• [Text section]:
When Roanoke City Public Schools officials presented the district’s proposed reopening plan Tuesday night, the district became an outlier within the Roanoke and New River valleys. Roanoke’s plan involves allowing students in the classroom four full days a week, more than any other surrounding district.
The plan received praise from those who desire a more in-person return to school and backlash from those who believe it’s too risky. The Roanoke School Board still has to vote on the plan, tentatively planned for early August.
It’s also possible the district will need to transition to more remote or in-person learning once the semester starts, to which Superintendent Verletta White said: “We think we can pivot on a dime if we need to.”
White said the 47-page PowerPoint was created with the entire Roanoke community in mind, from students and parents to staff and administration. Health and safety remains the top priority, White promised. She praised the plan for giving families and staff “choices.”
Here are five things to know:
1. The proposed plan is contingent on how many students opt for virtual learning.
The plan gives students two options: classroom instruction Mondays through Thursdays with a virtual day Friday, or 100% remote learning. Chief of Security Chris Perkins said a preliminary survey found 31% of participants preferred online-only; 68% indicated preference for hybrid instruction. (The survey questions did not specify how many days students would be in the classroom each week under a hybrid option.)
Those responses allow for 70% classroom capacity, White said. But only 60% of the district’s total enrollment filled out the survey, which means those numbers could move. A registration form will go out next week to receive formal commitments from families.
In a staff survey, 78% indicated they felt comfortable returning to their worksite. That survey had a response rate of 90% of teachers, 58% of nonlicensed staff and 94% of administrative/professional staff.

• [Dataset excerpts]:
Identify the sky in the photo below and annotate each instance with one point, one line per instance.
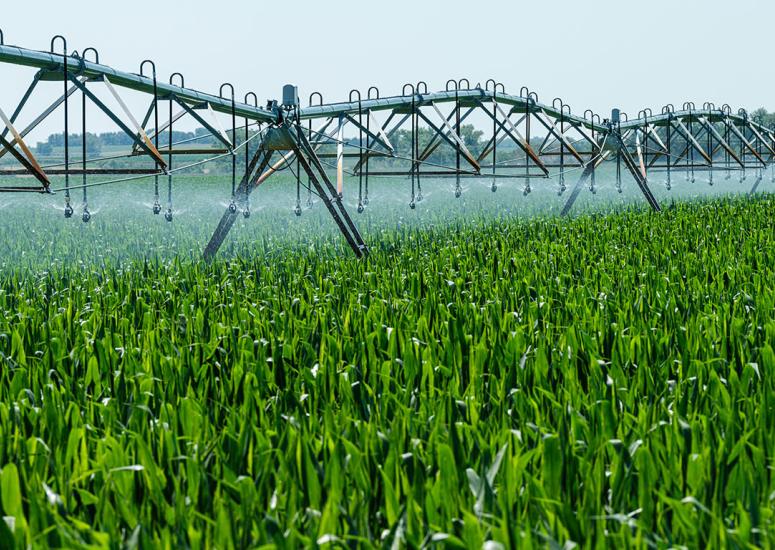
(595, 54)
* * *
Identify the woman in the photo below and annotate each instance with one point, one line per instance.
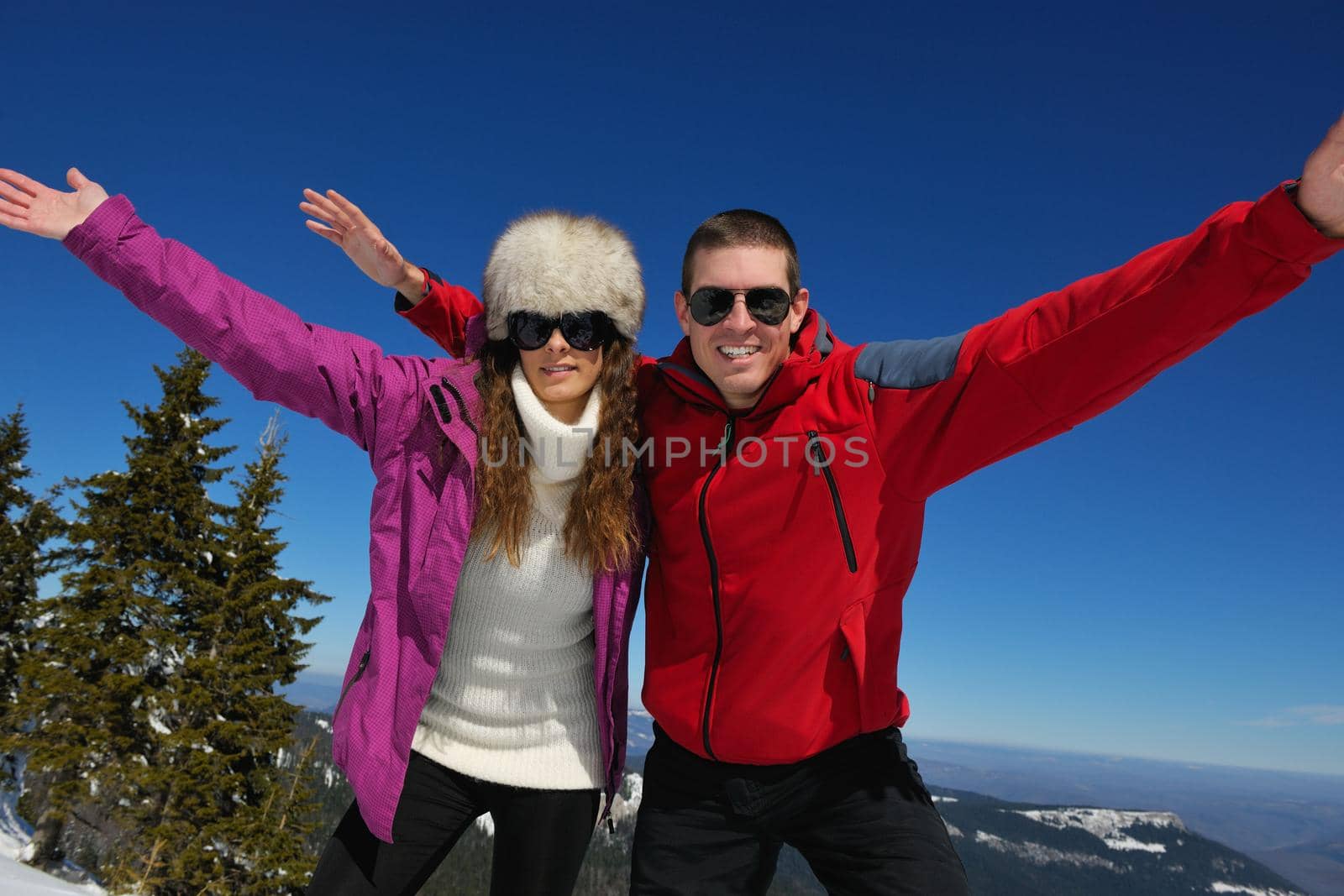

• [Exercise details]:
Write out the part of the Roanoke school reopening article from "When Roanoke City" up to and including "for early August.". You can leave the listing aside; it isn't needed here.

• [Your solution]:
When Roanoke City Public Schools officials presented the district’s proposed reopening plan Tuesday night, the district became an outlier within the Roanoke and New River valleys. Roanoke’s plan involves allowing students in the classroom four full days a week, more than any other surrounding district.
The plan received praise from those who desire a more in-person return to school and backlash from those who believe it’s too risky. The Roanoke School Board still has to vote on the plan, tentatively planned for early August.